> Data entries:
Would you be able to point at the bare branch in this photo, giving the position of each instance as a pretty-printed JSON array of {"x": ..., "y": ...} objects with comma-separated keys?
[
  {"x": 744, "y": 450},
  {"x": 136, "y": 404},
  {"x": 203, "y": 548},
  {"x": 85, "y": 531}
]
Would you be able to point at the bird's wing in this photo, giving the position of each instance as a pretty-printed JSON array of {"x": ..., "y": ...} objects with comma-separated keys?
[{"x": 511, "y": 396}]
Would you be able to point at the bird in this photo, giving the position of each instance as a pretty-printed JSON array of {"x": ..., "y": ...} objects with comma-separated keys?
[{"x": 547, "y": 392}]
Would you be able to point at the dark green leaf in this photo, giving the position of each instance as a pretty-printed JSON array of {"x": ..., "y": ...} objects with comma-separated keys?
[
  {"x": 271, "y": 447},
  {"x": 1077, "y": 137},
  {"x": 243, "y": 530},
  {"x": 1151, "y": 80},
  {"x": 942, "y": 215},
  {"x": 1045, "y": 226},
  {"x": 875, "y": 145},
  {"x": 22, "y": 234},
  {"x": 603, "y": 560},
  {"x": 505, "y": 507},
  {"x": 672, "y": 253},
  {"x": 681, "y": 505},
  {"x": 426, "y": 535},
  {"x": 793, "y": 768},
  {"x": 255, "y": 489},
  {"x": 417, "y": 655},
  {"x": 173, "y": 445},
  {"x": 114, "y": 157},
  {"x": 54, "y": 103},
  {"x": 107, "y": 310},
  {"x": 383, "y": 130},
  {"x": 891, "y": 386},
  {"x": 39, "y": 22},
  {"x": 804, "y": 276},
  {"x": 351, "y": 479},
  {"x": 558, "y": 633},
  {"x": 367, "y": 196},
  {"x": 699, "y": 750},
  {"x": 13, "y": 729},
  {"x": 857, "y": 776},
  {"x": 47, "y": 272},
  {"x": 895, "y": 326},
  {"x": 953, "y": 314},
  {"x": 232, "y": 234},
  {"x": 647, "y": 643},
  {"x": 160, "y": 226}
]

> Exercise brief: Every entry must be retyped in full, exactly as given.

> Written solution:
Would you be able to point at the bare branch in this photo, giving the position of each instance as a pretty-printed JSON array of {"x": ..., "y": ...} objects with comma-separated keys?
[
  {"x": 744, "y": 450},
  {"x": 136, "y": 404},
  {"x": 203, "y": 548},
  {"x": 85, "y": 531}
]
Would you be able to point at the bird's wing in this photo, giving the position of each instance as a pretty-printed JSON array of {"x": ..., "y": ...} objects with comma-separated keys?
[{"x": 511, "y": 396}]
Would you be able to point at the bird in this photo, giving the position of each instance as a pretty-printed JSON array of {"x": ..., "y": ...} objects with comma-separated keys?
[{"x": 547, "y": 392}]
Would you be able to point at the dark green leaf in this photo, giving the position of each instance as a pretty-printed JSON array of {"x": ..., "y": ...} objects with comma-separated keys?
[
  {"x": 271, "y": 447},
  {"x": 1077, "y": 137},
  {"x": 243, "y": 530},
  {"x": 1151, "y": 80},
  {"x": 942, "y": 215},
  {"x": 1045, "y": 226},
  {"x": 875, "y": 145},
  {"x": 22, "y": 234},
  {"x": 603, "y": 560},
  {"x": 505, "y": 507},
  {"x": 672, "y": 253},
  {"x": 681, "y": 505},
  {"x": 426, "y": 535},
  {"x": 793, "y": 768},
  {"x": 255, "y": 489},
  {"x": 417, "y": 655},
  {"x": 173, "y": 445},
  {"x": 114, "y": 157},
  {"x": 54, "y": 103},
  {"x": 107, "y": 310},
  {"x": 383, "y": 130},
  {"x": 891, "y": 386},
  {"x": 39, "y": 22},
  {"x": 804, "y": 276},
  {"x": 351, "y": 479},
  {"x": 558, "y": 633},
  {"x": 367, "y": 196},
  {"x": 699, "y": 750},
  {"x": 13, "y": 729},
  {"x": 857, "y": 776},
  {"x": 47, "y": 272},
  {"x": 895, "y": 326},
  {"x": 953, "y": 314},
  {"x": 232, "y": 234},
  {"x": 647, "y": 643},
  {"x": 160, "y": 226}
]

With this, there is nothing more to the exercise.